What you should do: Lay out every line of the listing below as a Markdown table with two columns, No and Line. Number the rows in order and leave out any blank lines.

** begin Entries provided **

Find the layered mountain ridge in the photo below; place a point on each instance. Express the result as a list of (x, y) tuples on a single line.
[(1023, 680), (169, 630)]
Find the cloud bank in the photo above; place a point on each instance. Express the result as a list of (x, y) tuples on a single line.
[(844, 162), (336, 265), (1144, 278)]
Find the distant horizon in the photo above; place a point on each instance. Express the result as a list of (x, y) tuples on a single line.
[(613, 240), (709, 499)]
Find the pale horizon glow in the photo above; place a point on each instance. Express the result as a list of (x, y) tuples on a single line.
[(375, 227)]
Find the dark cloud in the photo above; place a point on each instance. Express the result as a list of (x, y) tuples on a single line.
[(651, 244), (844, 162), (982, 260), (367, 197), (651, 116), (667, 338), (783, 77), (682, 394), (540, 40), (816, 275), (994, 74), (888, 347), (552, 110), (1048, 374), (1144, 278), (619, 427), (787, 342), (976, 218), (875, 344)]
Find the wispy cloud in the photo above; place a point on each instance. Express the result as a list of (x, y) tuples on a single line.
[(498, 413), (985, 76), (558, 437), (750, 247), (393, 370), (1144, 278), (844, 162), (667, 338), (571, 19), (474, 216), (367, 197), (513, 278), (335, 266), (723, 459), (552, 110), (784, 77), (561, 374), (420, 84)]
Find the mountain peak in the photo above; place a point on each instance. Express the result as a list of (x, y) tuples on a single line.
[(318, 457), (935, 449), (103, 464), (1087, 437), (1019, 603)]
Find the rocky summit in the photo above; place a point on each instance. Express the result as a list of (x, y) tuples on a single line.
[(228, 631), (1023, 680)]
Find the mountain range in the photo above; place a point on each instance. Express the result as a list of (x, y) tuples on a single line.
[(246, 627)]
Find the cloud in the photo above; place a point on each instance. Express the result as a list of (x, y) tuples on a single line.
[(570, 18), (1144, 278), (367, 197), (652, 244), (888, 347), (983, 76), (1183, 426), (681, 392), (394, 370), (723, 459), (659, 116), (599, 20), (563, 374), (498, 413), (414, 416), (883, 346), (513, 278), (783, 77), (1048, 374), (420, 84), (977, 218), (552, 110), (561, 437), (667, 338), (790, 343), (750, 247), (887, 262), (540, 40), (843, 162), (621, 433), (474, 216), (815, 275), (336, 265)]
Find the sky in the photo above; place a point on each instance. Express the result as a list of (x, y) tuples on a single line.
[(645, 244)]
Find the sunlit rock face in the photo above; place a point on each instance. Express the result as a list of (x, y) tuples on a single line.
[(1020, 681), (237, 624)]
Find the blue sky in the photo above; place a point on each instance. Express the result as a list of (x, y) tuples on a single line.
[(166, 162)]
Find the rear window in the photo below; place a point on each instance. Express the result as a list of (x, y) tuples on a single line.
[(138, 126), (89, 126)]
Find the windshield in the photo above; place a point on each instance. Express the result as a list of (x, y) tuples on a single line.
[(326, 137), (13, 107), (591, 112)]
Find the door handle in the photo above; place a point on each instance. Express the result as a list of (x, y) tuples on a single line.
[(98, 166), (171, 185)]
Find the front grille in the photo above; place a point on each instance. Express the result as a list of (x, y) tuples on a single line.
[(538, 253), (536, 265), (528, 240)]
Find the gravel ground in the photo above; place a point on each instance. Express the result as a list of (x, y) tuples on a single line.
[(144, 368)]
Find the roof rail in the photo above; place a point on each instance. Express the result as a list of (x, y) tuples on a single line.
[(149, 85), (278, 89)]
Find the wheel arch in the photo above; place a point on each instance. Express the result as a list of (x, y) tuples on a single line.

** end Entries provided **

Result for this task:
| No | Line |
|---|---|
| 1 | Find the layered mountain ridge in the photo below; place a point on each instance. Express the result as a list of (x, y) tuples on a single line. |
| 2 | [(1023, 680), (169, 630)] |
| 3 | Find the cloud bank in the photo above; place a point on each instance. Express the result as a list of (x, y) tuples on a single line. |
| 4 | [(844, 162), (336, 265), (1144, 278)] |
| 5 | Find the distant horizon in the photo above; place a point on each instance. Express the result as a list of (x, y) tuples on a single line. |
| 6 | [(613, 240), (709, 499)] |
| 7 | Find the pale horizon glow in the photo above; place a point on each instance. Express the result as a list of (x, y) tuples on a single line. |
| 8 | [(375, 227)] |
| 9 | Find the dark cloud in the photo above; place a point on each instance. Express the result as a list of (x, y) tuples on a single line. |
| 10 | [(651, 244), (844, 162), (982, 260), (367, 197), (651, 116), (667, 338), (783, 77), (682, 394), (540, 40), (816, 275), (994, 74), (888, 347), (552, 110), (1048, 374), (1144, 278), (619, 427), (787, 342), (976, 218), (875, 344)] |
| 11 | Find the wispy cloud in the photo above; place a point on each instance. Express the result as a list of (x, y) tuples on a single line. |
| 12 | [(498, 413), (985, 76), (558, 437), (750, 247), (393, 370), (1144, 278), (844, 162), (667, 338), (571, 19), (474, 216), (367, 197), (513, 278), (335, 266), (723, 459), (552, 110), (784, 77), (561, 374), (420, 84)] |
| 13 | Find the mountain peak in the photo above; place a point on each instance. Express the result as a list of (x, y) tuples on a single line. |
| 14 | [(318, 457), (935, 449), (103, 464), (1087, 437), (1019, 603)] |
| 15 | Find the rocky summit in the photo above; place a point on each instance. Express the result as a list of (x, y) tuples on a single line. |
| 16 | [(228, 631), (1023, 680)] |
| 17 | Find the mountain range in the photo above; place a point on each instance. Express the result as a list of (x, y) tuples on a single line. |
| 18 | [(246, 627)] |
| 19 | Find the cloud in the photo above; place a point on each instance. Express the result as a list of (x, y) tuples on a single line. |
| 20 | [(570, 18), (1144, 278), (367, 197), (652, 244), (888, 347), (983, 76), (1183, 426), (681, 392), (394, 370), (723, 459), (659, 116), (599, 20), (563, 374), (498, 413), (414, 416), (883, 346), (513, 278), (783, 77), (1048, 374), (420, 84), (977, 218), (552, 110), (561, 437), (667, 338), (790, 343), (750, 247), (887, 262), (540, 40), (843, 162), (621, 433), (474, 216), (815, 275), (336, 265)] |
| 21 | Find the sky in the photo above; place a point on each instance. Express the result as a list of (x, y) tuples on a single line. |
| 22 | [(645, 244)] |
| 23 | Find the sunlit rock face in the photo above; place a point on each instance. Express the result as a list of (x, y) tuples on a single line. |
| 24 | [(1020, 681), (237, 624)] |
| 25 | Find the blue sky in the photo above; place a point on each instance. Express the result as a list of (x, y) tuples on a single line. |
| 26 | [(166, 162)] |
| 27 | Find the rear window in the photo below; place a point on each instance. Express the result as a list of (x, y) tuples on a single line. |
| 28 | [(138, 126), (89, 126)] |
| 29 | Find the windshield in the photo above; place a point on each instance. Express the result as a list of (x, y) tuples on a single line. |
| 30 | [(326, 137), (13, 107), (591, 112)] |
| 31 | Find the door handle in the photo above; place a point on each instance. Express the result as a list of (x, y) tuples on a single line. |
| 32 | [(98, 166), (171, 185)] |
| 33 | Find the front grille in the photo above; place a point on each instance. Express the result as a list of (x, y) tuples on a single line. |
| 34 | [(538, 253), (536, 265), (528, 240)] |
| 35 | Find the gravel ground in the photo above; place a point on each instance. Express the result as a list of (x, y) tuples on a single line. |
| 36 | [(144, 368)] |
| 37 | Find the roof rail in the photo above; place a point on each instance. Express the result as a list of (x, y) tuples on a single line. |
| 38 | [(149, 85), (278, 89)] |
| 39 | Find the wheel arch in the photo above; place a point on each instance. Express the result as a list of (x, y) tuples on a single line. |